══ EXTRACTED RECORDS ══
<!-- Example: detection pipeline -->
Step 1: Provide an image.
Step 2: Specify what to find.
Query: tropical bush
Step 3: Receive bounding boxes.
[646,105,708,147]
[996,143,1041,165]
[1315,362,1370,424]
═══
PROBLEM TO WORK ON:
Reproduce every line of the rows above, requests included, and shift each bounding-box coordinate in the answers by -120.

SOLUTION BELOW:
<!-- Example: detection pipeline -->
Step 1: Provide an image.
Step 2: Specify what to find.
Query: tropical bush
Step 3: Receive bounding boxes.
[526,-15,588,27]
[876,23,921,45]
[1195,242,1250,304]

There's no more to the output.